Requirement
Please restate the following records word for word.

Saved data entries

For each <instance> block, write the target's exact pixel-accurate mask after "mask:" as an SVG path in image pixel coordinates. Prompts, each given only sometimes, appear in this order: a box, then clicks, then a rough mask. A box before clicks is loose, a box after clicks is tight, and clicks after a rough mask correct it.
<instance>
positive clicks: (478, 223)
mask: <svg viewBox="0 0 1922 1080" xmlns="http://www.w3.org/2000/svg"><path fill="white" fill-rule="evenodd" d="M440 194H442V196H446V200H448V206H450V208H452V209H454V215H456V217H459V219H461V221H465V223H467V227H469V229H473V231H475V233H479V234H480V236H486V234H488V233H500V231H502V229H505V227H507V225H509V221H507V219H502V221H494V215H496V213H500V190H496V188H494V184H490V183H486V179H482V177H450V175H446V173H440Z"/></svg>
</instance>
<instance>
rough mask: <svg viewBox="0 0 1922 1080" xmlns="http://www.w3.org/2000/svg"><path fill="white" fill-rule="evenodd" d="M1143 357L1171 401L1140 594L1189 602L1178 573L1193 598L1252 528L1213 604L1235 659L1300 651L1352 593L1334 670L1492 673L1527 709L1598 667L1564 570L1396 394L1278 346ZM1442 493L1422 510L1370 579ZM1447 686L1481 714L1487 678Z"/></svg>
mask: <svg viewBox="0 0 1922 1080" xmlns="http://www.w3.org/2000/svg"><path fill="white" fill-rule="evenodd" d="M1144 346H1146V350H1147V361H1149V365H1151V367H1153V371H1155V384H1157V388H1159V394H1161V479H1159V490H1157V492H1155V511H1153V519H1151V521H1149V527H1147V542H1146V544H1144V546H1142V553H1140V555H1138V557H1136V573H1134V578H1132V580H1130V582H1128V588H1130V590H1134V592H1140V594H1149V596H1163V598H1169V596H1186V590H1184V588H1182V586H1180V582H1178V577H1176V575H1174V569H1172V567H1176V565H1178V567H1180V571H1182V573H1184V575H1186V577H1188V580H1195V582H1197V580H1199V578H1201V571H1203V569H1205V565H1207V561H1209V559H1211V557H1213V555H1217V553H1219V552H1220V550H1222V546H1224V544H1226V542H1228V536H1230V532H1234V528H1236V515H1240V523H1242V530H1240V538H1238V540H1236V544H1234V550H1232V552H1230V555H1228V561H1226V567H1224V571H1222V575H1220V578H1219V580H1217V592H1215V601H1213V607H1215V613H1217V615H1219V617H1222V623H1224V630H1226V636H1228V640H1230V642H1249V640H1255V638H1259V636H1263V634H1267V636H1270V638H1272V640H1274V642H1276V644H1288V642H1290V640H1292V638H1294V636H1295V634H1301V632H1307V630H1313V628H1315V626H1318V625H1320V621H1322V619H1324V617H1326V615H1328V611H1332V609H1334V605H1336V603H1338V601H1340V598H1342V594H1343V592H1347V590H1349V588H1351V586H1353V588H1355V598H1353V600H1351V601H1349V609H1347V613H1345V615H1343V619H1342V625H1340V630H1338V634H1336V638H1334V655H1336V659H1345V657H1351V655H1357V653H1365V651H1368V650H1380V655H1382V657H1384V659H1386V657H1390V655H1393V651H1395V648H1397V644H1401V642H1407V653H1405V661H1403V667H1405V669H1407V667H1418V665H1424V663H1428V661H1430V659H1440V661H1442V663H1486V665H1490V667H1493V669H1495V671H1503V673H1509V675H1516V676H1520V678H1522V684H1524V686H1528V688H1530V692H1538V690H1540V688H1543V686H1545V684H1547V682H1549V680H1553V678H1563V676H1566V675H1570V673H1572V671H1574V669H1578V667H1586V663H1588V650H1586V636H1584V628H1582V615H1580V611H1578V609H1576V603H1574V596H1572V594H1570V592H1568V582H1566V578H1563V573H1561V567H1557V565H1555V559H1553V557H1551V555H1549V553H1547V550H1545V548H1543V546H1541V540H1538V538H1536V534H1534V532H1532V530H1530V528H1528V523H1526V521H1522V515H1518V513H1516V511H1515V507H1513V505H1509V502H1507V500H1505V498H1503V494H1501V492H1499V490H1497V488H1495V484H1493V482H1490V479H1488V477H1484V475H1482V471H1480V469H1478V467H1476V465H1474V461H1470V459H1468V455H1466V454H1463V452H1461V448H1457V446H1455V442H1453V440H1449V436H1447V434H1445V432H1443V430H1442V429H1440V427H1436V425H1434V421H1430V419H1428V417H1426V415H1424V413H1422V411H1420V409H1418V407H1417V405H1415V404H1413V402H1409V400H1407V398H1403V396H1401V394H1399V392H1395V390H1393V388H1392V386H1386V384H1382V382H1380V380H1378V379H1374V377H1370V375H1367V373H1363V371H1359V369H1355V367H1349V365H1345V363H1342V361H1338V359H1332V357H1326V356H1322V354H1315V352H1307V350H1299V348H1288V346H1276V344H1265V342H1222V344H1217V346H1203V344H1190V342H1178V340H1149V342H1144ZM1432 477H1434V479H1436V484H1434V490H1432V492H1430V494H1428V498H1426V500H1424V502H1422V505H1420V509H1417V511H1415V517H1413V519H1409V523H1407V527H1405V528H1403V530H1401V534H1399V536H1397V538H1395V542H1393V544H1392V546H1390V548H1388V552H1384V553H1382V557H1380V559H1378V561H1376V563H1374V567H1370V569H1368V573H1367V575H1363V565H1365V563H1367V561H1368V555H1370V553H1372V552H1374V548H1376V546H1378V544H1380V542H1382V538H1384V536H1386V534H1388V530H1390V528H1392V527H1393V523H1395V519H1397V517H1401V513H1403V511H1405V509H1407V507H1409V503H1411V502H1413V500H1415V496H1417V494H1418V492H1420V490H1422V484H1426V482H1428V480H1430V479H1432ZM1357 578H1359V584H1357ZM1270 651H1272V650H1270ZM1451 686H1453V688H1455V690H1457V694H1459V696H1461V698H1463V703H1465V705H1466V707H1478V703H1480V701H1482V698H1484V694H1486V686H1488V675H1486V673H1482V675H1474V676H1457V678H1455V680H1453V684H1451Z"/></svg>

Result below
For each <instance> block, write the target's exact pixel-accurate mask after "mask:" as an SVG path in image pixel coordinates. Prompts, each given only sometimes, appear in this order: a box, then clicks, then a rough mask. A box before clicks is loose, a box after clicks is tight, and clicks after a rough mask correct it.
<instance>
positive clicks: (478, 223)
mask: <svg viewBox="0 0 1922 1080" xmlns="http://www.w3.org/2000/svg"><path fill="white" fill-rule="evenodd" d="M440 194H442V196H446V200H448V206H450V208H452V209H454V215H456V217H459V219H461V221H465V223H467V227H469V229H473V231H475V233H479V234H480V236H486V234H488V233H500V231H502V229H505V227H507V225H509V221H507V219H502V221H494V215H496V213H500V190H496V188H494V184H490V183H486V179H482V177H450V175H446V173H440Z"/></svg>
</instance>
<instance>
rough mask: <svg viewBox="0 0 1922 1080" xmlns="http://www.w3.org/2000/svg"><path fill="white" fill-rule="evenodd" d="M1143 357L1171 401L1140 594L1189 602L1178 573L1193 598L1252 528L1213 604L1235 659L1300 651L1352 593L1334 670L1492 673L1527 709L1598 667L1564 570L1396 394L1278 346ZM1442 493L1422 510L1370 579ZM1447 686L1481 714L1487 678Z"/></svg>
mask: <svg viewBox="0 0 1922 1080" xmlns="http://www.w3.org/2000/svg"><path fill="white" fill-rule="evenodd" d="M1144 346H1146V350H1147V361H1149V365H1151V367H1153V371H1155V384H1157V388H1159V394H1161V479H1159V490H1157V492H1155V511H1153V519H1151V521H1149V527H1147V542H1146V544H1144V546H1142V553H1140V555H1138V557H1136V573H1134V578H1132V580H1130V582H1128V588H1130V590H1134V592H1140V594H1149V596H1163V598H1169V596H1186V590H1184V588H1182V586H1180V582H1178V577H1176V575H1174V569H1172V567H1176V565H1178V567H1180V571H1182V573H1184V575H1186V577H1188V580H1195V582H1197V580H1199V578H1201V571H1203V569H1205V565H1207V561H1209V559H1211V557H1213V555H1217V553H1219V552H1220V550H1222V546H1224V544H1226V542H1228V536H1230V532H1234V528H1236V515H1240V523H1242V530H1240V538H1238V540H1236V544H1234V550H1232V552H1230V555H1228V561H1226V567H1224V571H1222V575H1220V578H1219V580H1217V592H1215V601H1213V607H1215V613H1217V615H1219V617H1222V623H1224V630H1226V636H1228V640H1230V642H1249V640H1255V638H1259V636H1263V634H1267V636H1270V638H1272V640H1274V642H1276V644H1288V642H1290V640H1292V638H1294V636H1295V634H1301V632H1307V630H1313V628H1315V626H1318V625H1320V621H1322V619H1324V617H1326V615H1328V611H1332V609H1334V605H1336V603H1338V601H1340V598H1342V594H1343V592H1347V590H1349V588H1351V586H1353V588H1355V598H1353V600H1351V601H1349V609H1347V613H1345V615H1343V619H1342V625H1340V630H1338V634H1336V638H1334V655H1336V659H1345V657H1351V655H1357V653H1365V651H1368V650H1380V655H1382V657H1384V659H1386V657H1390V655H1393V651H1395V648H1397V644H1401V642H1407V653H1405V661H1403V667H1405V669H1407V667H1418V665H1424V663H1428V661H1430V659H1440V661H1442V663H1486V665H1490V667H1493V669H1495V671H1503V673H1509V675H1516V676H1520V678H1522V684H1524V686H1528V688H1530V692H1538V690H1540V688H1543V686H1545V684H1547V682H1549V680H1553V678H1563V676H1566V675H1570V673H1572V671H1574V669H1578V667H1586V663H1588V650H1586V636H1584V628H1582V615H1580V611H1578V609H1576V603H1574V596H1572V594H1570V592H1568V582H1566V578H1563V573H1561V567H1557V565H1555V559H1553V557H1551V555H1549V553H1547V550H1545V548H1543V546H1541V540H1538V538H1536V534H1534V532H1532V530H1530V528H1528V523H1526V521H1522V515H1518V513H1516V511H1515V507H1513V505H1509V502H1507V500H1505V498H1503V494H1501V492H1499V490H1497V488H1495V484H1493V482H1490V479H1488V477H1484V475H1482V471H1480V469H1478V467H1476V465H1474V461H1470V459H1468V455H1466V454H1463V452H1461V448H1457V446H1455V442H1453V440H1449V436H1447V434H1445V432H1443V430H1442V429H1440V427H1436V425H1434V421H1430V419H1428V417H1426V415H1424V413H1422V411H1420V409H1418V407H1417V405H1415V404H1413V402H1409V400H1407V398H1403V396H1401V394H1399V392H1395V390H1393V388H1392V386H1386V384H1382V382H1380V380H1378V379H1374V377H1370V375H1367V373H1363V371H1359V369H1355V367H1349V365H1345V363H1342V361H1338V359H1332V357H1326V356H1322V354H1315V352H1307V350H1299V348H1288V346H1276V344H1265V342H1222V344H1217V346H1203V344H1190V342H1178V340H1149V342H1144ZM1432 477H1434V479H1436V484H1434V490H1432V492H1430V494H1428V498H1426V500H1424V502H1422V505H1420V509H1417V511H1415V517H1413V519H1409V523H1407V527H1405V528H1403V530H1401V534H1399V536H1397V538H1395V542H1393V544H1392V546H1390V548H1388V552H1384V553H1382V557H1380V559H1378V561H1376V563H1374V567H1370V569H1368V573H1367V575H1363V565H1365V563H1367V561H1368V555H1370V553H1372V552H1374V548H1376V546H1378V544H1380V542H1382V538H1384V536H1386V534H1388V530H1390V528H1392V527H1393V523H1395V519H1397V517H1401V513H1403V511H1405V509H1407V507H1409V503H1411V502H1413V500H1415V496H1417V494H1418V492H1420V490H1422V484H1426V482H1428V480H1430V479H1432ZM1357 578H1359V584H1357ZM1270 651H1272V650H1270ZM1451 686H1453V688H1455V690H1457V694H1459V696H1461V698H1463V703H1465V705H1466V707H1478V703H1480V701H1482V698H1484V694H1486V686H1488V675H1486V673H1482V675H1474V676H1457V678H1455V680H1453V684H1451Z"/></svg>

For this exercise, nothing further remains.